Where a line in the data below includes the word "dark", count it. State the total and nothing more.

- Opening Delimiter -

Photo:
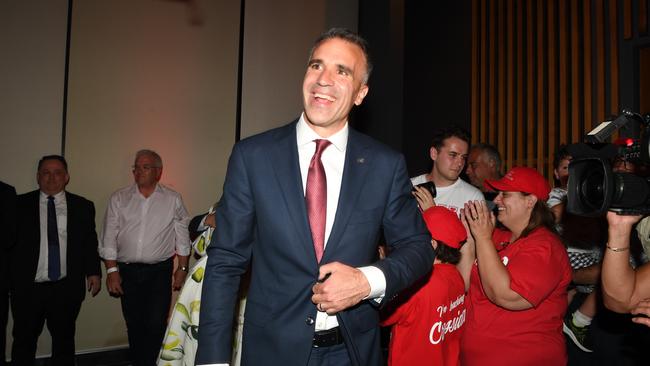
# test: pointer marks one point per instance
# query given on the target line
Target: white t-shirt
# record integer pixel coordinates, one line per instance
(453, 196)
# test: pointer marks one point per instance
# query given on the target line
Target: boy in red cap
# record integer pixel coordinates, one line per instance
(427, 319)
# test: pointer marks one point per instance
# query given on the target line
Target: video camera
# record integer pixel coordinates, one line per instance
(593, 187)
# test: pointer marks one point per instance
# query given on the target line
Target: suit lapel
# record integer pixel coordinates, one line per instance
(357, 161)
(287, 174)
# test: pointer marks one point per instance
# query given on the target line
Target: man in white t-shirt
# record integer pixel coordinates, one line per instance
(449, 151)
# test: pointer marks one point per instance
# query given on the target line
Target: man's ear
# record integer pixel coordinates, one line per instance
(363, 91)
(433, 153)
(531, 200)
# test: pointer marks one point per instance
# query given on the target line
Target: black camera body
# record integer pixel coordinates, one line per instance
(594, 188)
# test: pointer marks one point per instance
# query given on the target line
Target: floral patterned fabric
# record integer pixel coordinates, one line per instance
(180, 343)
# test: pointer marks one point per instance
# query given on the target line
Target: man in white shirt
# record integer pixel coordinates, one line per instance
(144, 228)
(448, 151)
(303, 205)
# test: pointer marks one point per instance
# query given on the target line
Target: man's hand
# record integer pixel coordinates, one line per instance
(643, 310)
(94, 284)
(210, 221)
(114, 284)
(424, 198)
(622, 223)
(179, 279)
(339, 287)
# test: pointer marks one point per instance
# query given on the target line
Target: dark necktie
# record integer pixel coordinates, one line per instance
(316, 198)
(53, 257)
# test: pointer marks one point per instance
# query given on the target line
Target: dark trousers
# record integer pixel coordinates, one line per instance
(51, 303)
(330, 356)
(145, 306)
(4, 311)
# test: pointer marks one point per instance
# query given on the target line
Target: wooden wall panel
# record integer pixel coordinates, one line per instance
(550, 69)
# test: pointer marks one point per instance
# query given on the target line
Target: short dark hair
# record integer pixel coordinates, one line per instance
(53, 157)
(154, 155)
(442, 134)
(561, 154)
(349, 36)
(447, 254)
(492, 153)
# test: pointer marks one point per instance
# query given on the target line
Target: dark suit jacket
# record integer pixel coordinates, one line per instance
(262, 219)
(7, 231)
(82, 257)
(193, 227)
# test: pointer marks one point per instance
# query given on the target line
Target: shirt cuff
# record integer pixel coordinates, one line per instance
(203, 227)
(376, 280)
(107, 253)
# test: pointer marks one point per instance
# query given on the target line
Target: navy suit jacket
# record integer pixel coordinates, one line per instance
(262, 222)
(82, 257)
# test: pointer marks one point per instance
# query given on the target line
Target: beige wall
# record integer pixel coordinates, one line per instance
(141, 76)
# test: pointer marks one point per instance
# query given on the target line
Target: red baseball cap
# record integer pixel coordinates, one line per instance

- Closing Delimiter -
- Opening Delimiter -

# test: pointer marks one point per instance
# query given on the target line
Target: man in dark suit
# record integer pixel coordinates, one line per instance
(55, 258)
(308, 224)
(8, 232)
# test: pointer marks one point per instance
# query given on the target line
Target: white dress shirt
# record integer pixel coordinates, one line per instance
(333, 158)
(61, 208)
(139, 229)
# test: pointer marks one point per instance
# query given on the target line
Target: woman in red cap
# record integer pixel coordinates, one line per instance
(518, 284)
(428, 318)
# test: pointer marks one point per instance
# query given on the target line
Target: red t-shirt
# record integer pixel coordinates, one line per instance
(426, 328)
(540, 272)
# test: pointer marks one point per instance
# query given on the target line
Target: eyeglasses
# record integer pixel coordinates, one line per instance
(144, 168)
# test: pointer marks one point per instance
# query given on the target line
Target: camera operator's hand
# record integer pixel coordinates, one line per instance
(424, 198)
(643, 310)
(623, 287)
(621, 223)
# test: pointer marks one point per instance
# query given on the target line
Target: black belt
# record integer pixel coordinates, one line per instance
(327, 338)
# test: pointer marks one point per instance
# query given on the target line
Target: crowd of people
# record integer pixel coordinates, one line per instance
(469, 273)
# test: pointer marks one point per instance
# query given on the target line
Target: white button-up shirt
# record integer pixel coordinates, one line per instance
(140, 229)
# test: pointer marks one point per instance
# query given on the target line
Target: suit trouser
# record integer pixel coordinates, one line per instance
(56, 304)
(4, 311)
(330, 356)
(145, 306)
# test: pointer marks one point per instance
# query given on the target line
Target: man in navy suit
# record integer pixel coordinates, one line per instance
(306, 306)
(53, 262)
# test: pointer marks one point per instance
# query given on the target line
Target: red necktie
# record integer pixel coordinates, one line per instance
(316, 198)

- Closing Delimiter -

## Expected answer
5